=== Usando as informações ===
A - Segundo o texto sobre a dengue em Aracaju, qual bairro foi o único classificado em situação de risco no levantamento?
B - Traduza para o inglês a seguinte frase do texto sobre a dengue em Aracaju: "Mesmo pontuando médio risco, estes locais estão mais próximas do risco de epidemia, que é acima de 4%."

=== Texto fornecido ===
Dengue: levantamento da Saúde mostra que Aracaju continua em alerta
LIRAa apresenta o bairro Cidade Nova em estado de risco, com 4.1
Cotidiano 11/08/2015 11h34

Por Fernanda Araujo

A capital sergipana, Aracaju, apresenta índice de infestação do mosquito da dengue em 2.3, valor considerado como médio risco ou alerta para o aparecimento de surtos e epidemias. O 4º Levantamento de Índice Rápido do Aedes aegypti (LIRAa) de 2015, realizado nos 42 bairros entre os dias de 29 de junho até 6 de julho, foi apresentado pela Secretaria Municipal de Saúde (SMS), nesta terça-feira (11), e constatou, até o momento, apenas quatro bairros considerados de risco e médio risco.

O bairro Cidade Nova é o único em risco, com 4.1, (no ano passado estava em 2.6), no entanto, sem notificação de casos de dengue durante o mês de julho. Os bairros de médio risco foram o Cirurgia com 3.9; 18 do Forte registrado 3.8 (que no ano passado estava em primeiro com 6.0); e Ponto Novo com 3.2. Mesmo pontuando médio risco, estes locais estão mais próximas do risco de epidemia, que é acima de 4%.

Comparado com o primeiro semestre de 2014, com o mesmo período de 2015, esse ano o índice é considerado melhor em relação à infestação, a qual teve queda de 33%. “Ano passado a gente estava com 2.7 e esse ano com 1.8. Conseguimos ter o controle da larva. Quando a gente avalia o número de bairros em 2014, que estavam acima de 4.0, tivemos 21 bairros, houve queda para esse ano de 88%”, avalia a coordenadora do Programa Municipal de Controle da Dengue, Thaise Cavalcante.

“As larvas tem tempo para se transformar em mosquito adulto, no período de chuva, de 15 a 30 dias, é um tempo para que a população colabore e elimine essas larvas. A presença do vetor é quem vai transmitir a doença. Em Aracaju, nos meses de março e abril, houve grande número de pessoas adoecendo por uma virose que caracterizava no primeiro momento ser dengue, mas foi descoberto o Zica vírus. Hoje o Aedes está transmitindo dengue, chikungunya e o Zica vírus, precisamos realmente intensificar o trabalho preventivo”, acrescenta.

=== Dados fornecidos ===

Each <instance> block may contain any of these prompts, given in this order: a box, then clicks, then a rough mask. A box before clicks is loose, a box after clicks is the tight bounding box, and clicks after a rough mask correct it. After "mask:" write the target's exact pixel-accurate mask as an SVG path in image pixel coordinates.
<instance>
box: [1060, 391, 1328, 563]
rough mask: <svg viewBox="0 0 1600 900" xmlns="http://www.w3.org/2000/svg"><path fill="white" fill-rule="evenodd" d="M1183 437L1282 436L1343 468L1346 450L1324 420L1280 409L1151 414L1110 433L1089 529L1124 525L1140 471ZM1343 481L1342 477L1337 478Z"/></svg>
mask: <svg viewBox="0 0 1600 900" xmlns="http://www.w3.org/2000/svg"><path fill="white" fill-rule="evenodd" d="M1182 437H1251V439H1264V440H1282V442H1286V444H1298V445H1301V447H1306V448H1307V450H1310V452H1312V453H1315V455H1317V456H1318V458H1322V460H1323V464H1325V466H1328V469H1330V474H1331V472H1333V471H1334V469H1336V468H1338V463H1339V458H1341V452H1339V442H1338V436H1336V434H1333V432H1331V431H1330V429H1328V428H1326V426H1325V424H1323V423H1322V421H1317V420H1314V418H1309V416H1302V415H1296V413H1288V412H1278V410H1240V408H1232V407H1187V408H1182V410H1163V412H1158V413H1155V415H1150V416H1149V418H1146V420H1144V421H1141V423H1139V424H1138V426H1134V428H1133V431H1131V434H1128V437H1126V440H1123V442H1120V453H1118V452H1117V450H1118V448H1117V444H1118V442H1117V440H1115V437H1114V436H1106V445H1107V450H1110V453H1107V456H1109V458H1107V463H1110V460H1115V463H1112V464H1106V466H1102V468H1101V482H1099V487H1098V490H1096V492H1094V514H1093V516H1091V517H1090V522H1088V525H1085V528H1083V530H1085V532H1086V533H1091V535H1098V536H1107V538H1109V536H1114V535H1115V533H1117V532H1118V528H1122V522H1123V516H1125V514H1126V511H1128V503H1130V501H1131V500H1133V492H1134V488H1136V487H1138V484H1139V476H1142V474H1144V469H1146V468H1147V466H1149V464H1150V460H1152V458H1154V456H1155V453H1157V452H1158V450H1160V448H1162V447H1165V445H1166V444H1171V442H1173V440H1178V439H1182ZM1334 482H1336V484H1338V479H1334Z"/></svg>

--

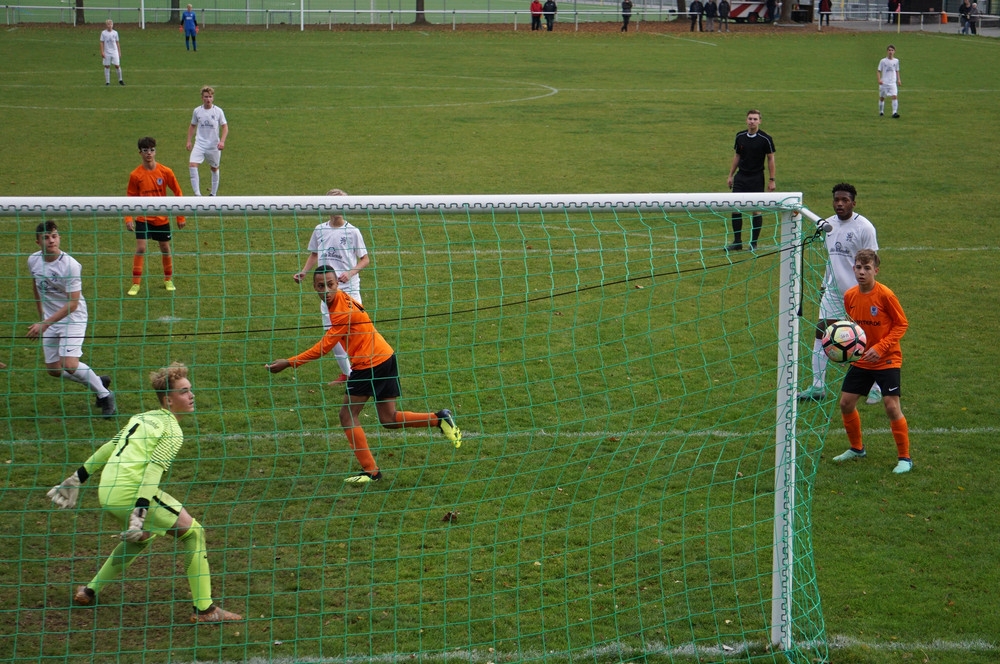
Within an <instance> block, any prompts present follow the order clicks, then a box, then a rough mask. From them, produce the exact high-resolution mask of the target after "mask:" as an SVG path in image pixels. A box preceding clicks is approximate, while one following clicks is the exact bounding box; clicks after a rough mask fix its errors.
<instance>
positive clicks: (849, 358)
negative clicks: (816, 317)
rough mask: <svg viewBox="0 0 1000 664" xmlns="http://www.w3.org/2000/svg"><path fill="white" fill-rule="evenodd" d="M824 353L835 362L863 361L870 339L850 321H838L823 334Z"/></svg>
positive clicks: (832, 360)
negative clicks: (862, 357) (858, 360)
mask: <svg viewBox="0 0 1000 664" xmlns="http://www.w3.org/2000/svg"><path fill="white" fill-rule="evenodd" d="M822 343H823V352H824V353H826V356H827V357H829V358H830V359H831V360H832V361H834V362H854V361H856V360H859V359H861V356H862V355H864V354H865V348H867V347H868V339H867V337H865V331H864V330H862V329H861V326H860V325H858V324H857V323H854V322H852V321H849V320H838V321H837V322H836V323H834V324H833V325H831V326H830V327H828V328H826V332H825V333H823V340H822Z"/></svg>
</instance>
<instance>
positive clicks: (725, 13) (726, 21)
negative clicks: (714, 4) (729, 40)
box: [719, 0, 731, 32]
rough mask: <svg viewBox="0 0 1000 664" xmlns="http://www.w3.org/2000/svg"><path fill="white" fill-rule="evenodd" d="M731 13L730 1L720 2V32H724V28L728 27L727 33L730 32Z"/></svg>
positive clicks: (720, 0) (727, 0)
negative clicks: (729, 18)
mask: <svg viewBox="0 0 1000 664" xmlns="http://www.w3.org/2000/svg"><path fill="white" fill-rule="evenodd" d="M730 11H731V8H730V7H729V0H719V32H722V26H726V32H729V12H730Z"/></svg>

=== Respostas por tarefa ===
A - O bairro Cidade Nova, com índice de 4.1.

B - Even though they score as medium risk, these places are closer to the risk of an epidemic, which is above 4%.